A Internacional Situacionista (IS) foi fundada em 1958 e dissolvida em 1972 (o último número da revista do movimento, num total de doze edições, é de 1969). Fundada e dissolvida por Guy Debord, a Internacional Situacionista no período de sua existência, não reuniu mais que setenta membros. Desses, dezenove desligaram-se e quarenta e cinco foram expulsos (expulsos, obviamente, por Debord). Tal característica, a de pequeno grupo, atendia bem aos propósitos do movimento:
"a I.S. só poderá ser uma conspiração dos Iguais, um Estado - Maior que não quer tropas (...). Nós apenas organizamos o detonador; a livre explosão deverá subtrair-se-nos e subtrair-se também qualquer outro controle" (Revista Internacional Situacionista, n. 08, 1963 - in HENRIQUES, 1997: 11).
E qual foi o projeto político do situacionismo francês? A crítica radical da vida cotidiana no capitalismo. Da crítica da vida cotidiana propunha-se a desmontagem do capitalismo enquanto civilização (HENRIQUES, 1999: 15). E do cotidiano a disseminação revolucionária generalizada da autogestão conselhista, o único termo político possível para um cotidiano livre de suas formas reificadas.
A "sociedade - espetáculo" é o mundo das pseudo-necessidades, o mundo da economia do consumo, o mundo do espaço-tempo da "monotonia imóvel", o mundo em que o viver tornou-se uma representação caricata da própria forma-mercadoria, enfim, o mundo em que o valor de troca das mercadorias acabou por dirigir o seu uso (DEBORD, 1997: 33) - a mercadoria como o centro absoluto da vida social (GOMBIN, 1972: 82). O movimento do ser para o ter, degradando-se ainda mais, no movimento do "parecer" ter (JAPPÉ, 1999: 19). Ou seja, o espetáculo é a afirmação ulterior de um outro momento da reificação social, a confirmação da "baixa tendencial do valor de uso", em que a "fabricação ininterrupta de pseudo-necessidades" impõe a lógica da contemplação passiva sobre o todo social (DEBORD, 1997: 33-35). É preciso que se ressalve que os situacionistas não negam o consumo em si, mas a escolha condicionada das pseudo necessidades (GOMBIN, 1972: 83).
Se para Marx a vida social no capitalismo se reduz ao valor, à economia e suas leis, para Debord, o espetáculo absolutiza a economia à sua própria imagem e essa, tautologicamente, impõe a circularidade da imagem-mercadoria como a entificação do pseudo-desejo de consumo contemplativo da "geologia" mercantil, a mercadoria no seu auto-movimento aparece à sociedade como uma segunda natureza. Como afirma Debord: "O espetáculo estende a toda a vida social o princípio que Hegel, na Realphilosophie de Iena, concebeu como o do dinheiro: é 'a vida do que está morto se movendo em si mesma'" (DEBORD, 1997: 138 -139).
O espetáculo como a absolutização da mercadoria na vida social impõe a esta não só o absoluto da reificação, mas também a negação de um tempo histórico que veja na sua irreversibilidade intrínseca a caracterização do sentido da experiência social. O espetáculo paralisa o sentido social da história e da memória, o espetáculo é a tradução da falsa consciência do tempo (DEBORD, 1997: 108).

* **Informações fornecidas**
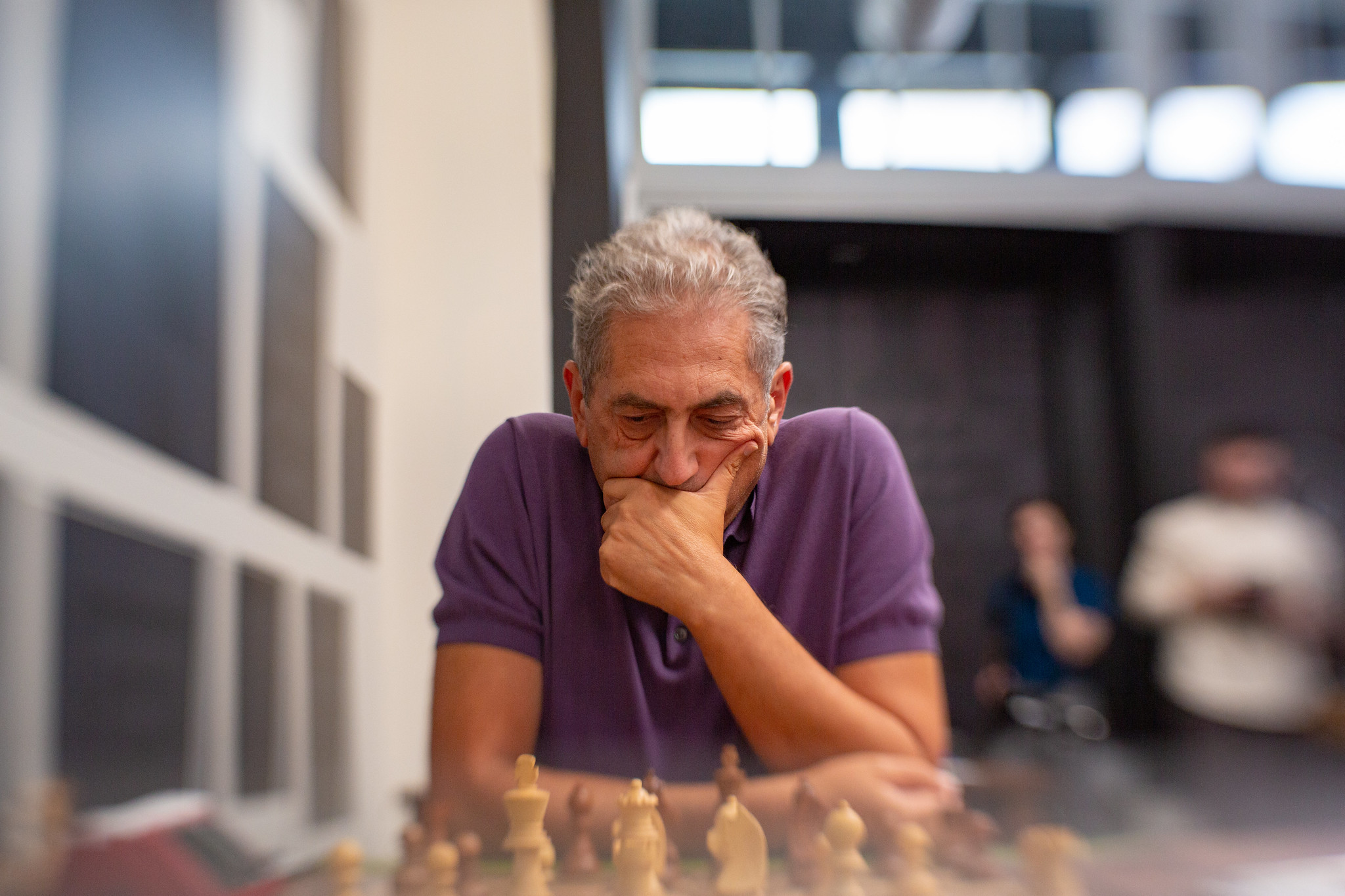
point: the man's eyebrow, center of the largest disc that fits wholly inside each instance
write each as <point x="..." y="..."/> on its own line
<point x="728" y="398"/>
<point x="632" y="400"/>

* **Exercício**
Relacione os sobrenomes de todos os autores que aparecem nas referências bibliográficas entre parênteses do trecho sobre a Internacional Situacionista. O material não tem qualquer papel nesta atividade.

* **Resolução do exercício**
HENRIQUES, DEBORD, GOMBIN e JAPPÉ.